--- Excerpted passage ---
Tuesday, September 2, 2014

Parasite Resistance and Resilience

With regards to internal parasites, resistance and resilience are two different traits, with different heritabilities. Resistance is the ability to prevent infection. It is quantified by fecal egg counts (FECs), which are an estimate of the number of worms in the animal's gut.

Bucks which shed a lot of eggs onto pasture are not desirable, regardless of their growth rates and other qualities, because they will serve as a constant source of pasture contamination. Even if they don't require deworming, other more susceptible animals may. More importantly, bucks which are not resistant to parasites will sire kids that are more likely to be heavy egg shedders. Parasite resistance is more important in bucks than does because a buck will produce many more offspring than a doe.


Resilience is the ability to tolerate parasitic infection. It is quantified by FAMACHA© scores, which are an estimate of packed cell volume (PVC), a measure of red blood cells. The additional criteria in the Five Point Check© are also measures of parasite resilience:  bottle jaw, body condition, coat condition, and scours, as is weight loss/gain.
--- Information shown ---
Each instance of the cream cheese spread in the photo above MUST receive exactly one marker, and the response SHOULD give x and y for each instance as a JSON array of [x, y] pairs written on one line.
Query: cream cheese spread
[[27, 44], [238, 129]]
---
#### Problems to solve
**A)** Name each of the additional criteria that the parasite resistance and resilience passage lists as part of the Five Point Check©.
**B)** Transcribe the stretch of the parasite resistance and resilience passage from "Parasite Resistance and" through "than a doe.".
**C)** Go on with the passage on parasite resistance and resilience, starting after its final sentence.

#### Results of the exercise
**A)** bottle jaw, body condition, coat condition, scours

**B)**
Parasite Resistance and Resilience

With regards to internal parasites, resistance and resilience are two different traits, with different heritabilities. Resistance is the ability to prevent infection. It is quantified by fecal egg counts (FECs), which are an estimate of the number of worms in the animal's gut.

Bucks which shed a lot of eggs onto pasture are not desirable, regardless of their growth rates and other qualities, because they will serve as a constant source of pasture contamination. Even if they don't require deworming, other more susceptible animals may. More importantly, bucks which are not resistant to parasites will sire kids that are more likely to be heavy egg shedders. Parasite resistance is more important in bucks than does because a buck will produce many more offspring than a doe.

**C)**
It is obvious why you want a buck that is resilience to internal parasites. He will not require deworming or he will require fewer treatments than other goats. Many of his offspring will also be less likely to require frequent treatment. Parasite resistance and resilience are genetically correlated. Historically, the correlation has been weak to moderate among the bucks in the Western Maryland Pasture-Based Meat Goat Performance Test.

To qualify for the sale, a buck must excel in both parasite resistance and resilience, in addition to growth. This year, fecal egg counts were especially high, making it difficult for many bucks to meet the Gold, Silver, or Bronze Standards for parasite resistance.  However, eleven bucks met at least the Bronze standard of performance for parasite resistance:  no fecal egg count above 2000 epg and an average FEC of less than 1000 epg. However, many of these bucks did not meet the performance standards for growth (ADG).

Many more bucks met the standards for parasite resilience, which do not allow more than one anthelmintic treatment nor FAMACHA©  scores of 4 or 5. Bucks with  FAMACHA©  scores of 3 were sometimes dewormed if they displayed additional risk factors, e.g. weight loss, poor body condition, and scours. A buck that was dewormed once, with a FAMACHA©  score of 3, can still qualify as a Bronze buck, if he meets all other standards of performance.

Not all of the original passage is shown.